SHORT EXERCISE —
Format the lines of the entries below as a JSON list of strings, one string per line and blank lines omitted. Include only the part that opens with the line containing "[Annotation guideline] Target class: long" and closes with the line containing "132,292,172,353", both of those lines included.

(Records from a dataset)
__________________________________________________
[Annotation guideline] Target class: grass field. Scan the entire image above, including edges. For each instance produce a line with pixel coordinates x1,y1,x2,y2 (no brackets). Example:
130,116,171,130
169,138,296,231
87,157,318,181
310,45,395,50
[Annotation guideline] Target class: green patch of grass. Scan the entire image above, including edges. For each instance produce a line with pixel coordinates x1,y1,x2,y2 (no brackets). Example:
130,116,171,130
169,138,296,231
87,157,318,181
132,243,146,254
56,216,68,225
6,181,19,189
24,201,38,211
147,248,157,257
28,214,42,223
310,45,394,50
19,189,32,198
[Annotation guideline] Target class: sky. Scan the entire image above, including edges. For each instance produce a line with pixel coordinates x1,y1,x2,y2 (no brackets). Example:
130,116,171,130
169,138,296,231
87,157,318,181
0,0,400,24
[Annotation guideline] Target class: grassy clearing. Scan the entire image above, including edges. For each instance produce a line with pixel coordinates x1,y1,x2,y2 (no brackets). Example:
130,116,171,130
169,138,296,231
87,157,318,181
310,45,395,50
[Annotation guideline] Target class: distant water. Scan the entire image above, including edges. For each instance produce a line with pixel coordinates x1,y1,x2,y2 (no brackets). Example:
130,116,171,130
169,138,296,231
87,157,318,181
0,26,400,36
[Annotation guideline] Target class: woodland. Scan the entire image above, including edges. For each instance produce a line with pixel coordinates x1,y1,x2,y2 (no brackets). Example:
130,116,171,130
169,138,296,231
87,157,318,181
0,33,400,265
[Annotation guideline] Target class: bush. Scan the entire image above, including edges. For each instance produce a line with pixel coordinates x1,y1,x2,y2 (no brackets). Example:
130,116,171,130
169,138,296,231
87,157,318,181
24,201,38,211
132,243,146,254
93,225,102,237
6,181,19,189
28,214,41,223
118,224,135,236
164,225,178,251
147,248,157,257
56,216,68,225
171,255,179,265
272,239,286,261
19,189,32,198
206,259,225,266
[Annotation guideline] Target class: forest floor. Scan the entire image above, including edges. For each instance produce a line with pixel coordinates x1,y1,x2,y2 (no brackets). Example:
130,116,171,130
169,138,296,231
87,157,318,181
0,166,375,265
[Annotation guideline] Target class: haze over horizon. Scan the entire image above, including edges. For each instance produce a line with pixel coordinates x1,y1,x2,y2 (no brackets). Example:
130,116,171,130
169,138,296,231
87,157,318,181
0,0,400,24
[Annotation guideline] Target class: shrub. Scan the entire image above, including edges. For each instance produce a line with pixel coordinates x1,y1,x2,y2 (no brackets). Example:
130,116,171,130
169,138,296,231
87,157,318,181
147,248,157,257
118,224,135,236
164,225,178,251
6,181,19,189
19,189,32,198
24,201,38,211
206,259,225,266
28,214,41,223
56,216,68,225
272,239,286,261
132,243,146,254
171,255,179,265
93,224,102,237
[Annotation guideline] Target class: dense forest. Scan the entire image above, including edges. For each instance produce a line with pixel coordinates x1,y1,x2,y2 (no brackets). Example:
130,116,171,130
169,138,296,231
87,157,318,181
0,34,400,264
__________________________________________________
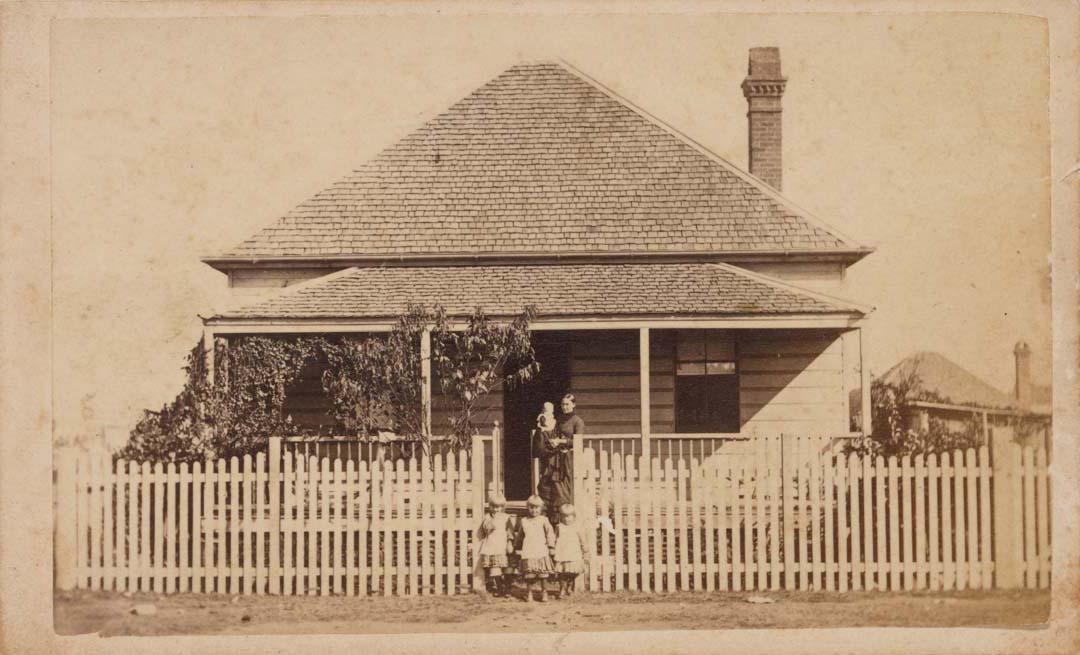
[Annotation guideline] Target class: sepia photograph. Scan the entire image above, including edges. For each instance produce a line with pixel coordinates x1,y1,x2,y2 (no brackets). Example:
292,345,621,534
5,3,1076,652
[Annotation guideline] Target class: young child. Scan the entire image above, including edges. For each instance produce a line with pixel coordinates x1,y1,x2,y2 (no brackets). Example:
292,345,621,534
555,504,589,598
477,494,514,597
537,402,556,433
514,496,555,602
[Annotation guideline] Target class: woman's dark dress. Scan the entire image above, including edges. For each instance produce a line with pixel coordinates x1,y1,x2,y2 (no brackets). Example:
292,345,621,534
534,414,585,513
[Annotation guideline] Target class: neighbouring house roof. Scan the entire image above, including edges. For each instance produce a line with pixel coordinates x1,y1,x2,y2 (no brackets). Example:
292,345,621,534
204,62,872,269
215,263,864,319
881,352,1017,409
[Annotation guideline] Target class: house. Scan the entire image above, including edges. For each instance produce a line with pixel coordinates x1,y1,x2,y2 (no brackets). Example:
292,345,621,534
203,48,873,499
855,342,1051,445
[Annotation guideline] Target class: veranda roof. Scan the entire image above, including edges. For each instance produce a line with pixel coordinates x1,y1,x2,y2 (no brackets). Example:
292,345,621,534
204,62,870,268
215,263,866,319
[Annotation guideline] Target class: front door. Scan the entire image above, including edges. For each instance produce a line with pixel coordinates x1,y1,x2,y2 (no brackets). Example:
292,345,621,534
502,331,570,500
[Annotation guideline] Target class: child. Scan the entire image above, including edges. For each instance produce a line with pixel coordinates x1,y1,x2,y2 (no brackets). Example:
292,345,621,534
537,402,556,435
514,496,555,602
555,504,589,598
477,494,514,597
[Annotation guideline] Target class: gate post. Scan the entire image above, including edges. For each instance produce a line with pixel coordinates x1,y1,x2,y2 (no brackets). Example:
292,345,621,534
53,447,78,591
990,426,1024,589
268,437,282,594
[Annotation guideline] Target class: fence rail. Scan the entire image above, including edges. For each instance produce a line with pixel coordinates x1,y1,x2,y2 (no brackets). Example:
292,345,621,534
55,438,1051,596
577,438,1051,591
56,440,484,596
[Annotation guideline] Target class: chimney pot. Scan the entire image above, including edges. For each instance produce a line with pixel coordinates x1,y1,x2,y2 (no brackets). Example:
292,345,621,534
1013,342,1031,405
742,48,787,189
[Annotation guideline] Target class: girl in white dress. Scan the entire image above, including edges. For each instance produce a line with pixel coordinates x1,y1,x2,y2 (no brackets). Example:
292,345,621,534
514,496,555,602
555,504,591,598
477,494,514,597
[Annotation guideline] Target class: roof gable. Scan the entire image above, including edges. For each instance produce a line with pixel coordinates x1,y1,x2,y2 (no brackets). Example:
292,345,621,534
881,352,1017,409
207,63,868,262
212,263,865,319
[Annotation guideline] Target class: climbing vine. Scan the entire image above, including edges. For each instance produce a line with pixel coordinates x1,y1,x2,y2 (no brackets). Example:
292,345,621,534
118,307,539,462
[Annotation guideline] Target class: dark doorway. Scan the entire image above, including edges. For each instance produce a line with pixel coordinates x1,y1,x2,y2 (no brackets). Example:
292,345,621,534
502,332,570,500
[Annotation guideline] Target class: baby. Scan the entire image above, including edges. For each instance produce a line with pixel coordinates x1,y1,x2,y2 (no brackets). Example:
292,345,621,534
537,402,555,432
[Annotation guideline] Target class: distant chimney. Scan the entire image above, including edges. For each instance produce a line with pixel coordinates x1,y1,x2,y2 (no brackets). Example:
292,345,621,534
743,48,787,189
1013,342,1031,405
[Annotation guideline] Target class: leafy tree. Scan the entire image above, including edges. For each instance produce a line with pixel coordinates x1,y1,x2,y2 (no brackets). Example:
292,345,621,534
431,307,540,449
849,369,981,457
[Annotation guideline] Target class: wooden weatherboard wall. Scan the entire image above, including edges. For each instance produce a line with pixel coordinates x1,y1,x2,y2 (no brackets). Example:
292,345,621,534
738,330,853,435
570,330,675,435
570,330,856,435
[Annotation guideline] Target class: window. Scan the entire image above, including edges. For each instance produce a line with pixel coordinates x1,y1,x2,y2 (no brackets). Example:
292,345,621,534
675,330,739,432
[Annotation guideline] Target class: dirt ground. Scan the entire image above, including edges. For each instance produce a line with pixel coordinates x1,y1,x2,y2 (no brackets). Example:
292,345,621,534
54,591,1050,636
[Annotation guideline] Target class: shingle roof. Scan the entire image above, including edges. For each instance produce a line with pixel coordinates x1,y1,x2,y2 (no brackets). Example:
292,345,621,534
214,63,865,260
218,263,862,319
__________________________________________________
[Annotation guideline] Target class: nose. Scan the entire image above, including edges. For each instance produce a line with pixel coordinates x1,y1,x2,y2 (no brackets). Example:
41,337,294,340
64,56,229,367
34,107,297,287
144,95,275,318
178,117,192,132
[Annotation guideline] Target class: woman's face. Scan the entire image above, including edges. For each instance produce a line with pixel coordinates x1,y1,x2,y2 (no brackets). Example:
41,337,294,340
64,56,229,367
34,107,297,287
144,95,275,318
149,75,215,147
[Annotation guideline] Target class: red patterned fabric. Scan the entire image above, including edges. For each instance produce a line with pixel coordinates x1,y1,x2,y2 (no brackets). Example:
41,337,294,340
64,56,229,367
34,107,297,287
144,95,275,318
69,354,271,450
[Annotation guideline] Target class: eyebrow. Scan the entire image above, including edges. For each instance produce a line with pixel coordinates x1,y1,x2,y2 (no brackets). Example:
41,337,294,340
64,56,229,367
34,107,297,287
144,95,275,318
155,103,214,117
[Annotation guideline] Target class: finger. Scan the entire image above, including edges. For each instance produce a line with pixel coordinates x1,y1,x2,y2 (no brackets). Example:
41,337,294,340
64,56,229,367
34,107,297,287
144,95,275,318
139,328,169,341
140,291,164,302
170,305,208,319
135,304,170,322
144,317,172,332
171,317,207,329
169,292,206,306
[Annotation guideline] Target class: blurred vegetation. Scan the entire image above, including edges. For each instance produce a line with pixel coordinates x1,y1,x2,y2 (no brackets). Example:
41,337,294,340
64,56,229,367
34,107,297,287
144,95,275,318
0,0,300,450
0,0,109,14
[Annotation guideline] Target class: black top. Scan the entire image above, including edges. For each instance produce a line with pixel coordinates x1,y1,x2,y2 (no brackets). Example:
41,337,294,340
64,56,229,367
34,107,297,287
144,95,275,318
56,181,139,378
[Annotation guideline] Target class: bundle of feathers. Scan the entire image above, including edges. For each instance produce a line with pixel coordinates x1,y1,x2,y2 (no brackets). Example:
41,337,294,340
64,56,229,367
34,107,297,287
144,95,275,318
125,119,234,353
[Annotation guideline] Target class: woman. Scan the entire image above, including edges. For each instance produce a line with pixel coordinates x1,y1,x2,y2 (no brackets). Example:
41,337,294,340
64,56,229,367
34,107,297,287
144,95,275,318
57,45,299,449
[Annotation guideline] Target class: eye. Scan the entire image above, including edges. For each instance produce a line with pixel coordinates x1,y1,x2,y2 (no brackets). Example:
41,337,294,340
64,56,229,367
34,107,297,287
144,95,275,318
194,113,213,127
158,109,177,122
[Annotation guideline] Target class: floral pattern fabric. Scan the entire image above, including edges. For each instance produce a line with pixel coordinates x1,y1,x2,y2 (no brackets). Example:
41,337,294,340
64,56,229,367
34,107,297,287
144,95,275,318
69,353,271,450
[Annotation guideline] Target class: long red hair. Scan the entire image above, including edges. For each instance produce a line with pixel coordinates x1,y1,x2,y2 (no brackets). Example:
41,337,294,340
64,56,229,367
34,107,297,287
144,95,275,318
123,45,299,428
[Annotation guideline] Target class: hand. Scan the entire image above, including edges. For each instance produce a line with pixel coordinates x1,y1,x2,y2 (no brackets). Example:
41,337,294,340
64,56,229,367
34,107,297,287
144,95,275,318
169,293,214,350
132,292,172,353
__________________________________________________
EXERCISE RESULT —
[
  "[Annotation guideline] Target class: long red hair. Scan the entire image above, including edges. For each instance produce a line with pixel coordinates x1,y1,x2,y2 (no brackets). Example:",
  "41,337,294,340",
  "64,56,229,367",
  "34,107,297,287",
  "144,95,275,318",
  "123,45,299,428",
  "[Annotation guideline] Target class: hand. Scan the entire image above, including edges. For each instance produce a line with pixel coordinates x1,y1,x2,y2 (no brackets). Example:",
  "41,337,294,340",
  "64,56,229,367",
  "34,107,297,287",
  "144,95,275,318",
  "169,293,214,350",
  "132,292,172,353"
]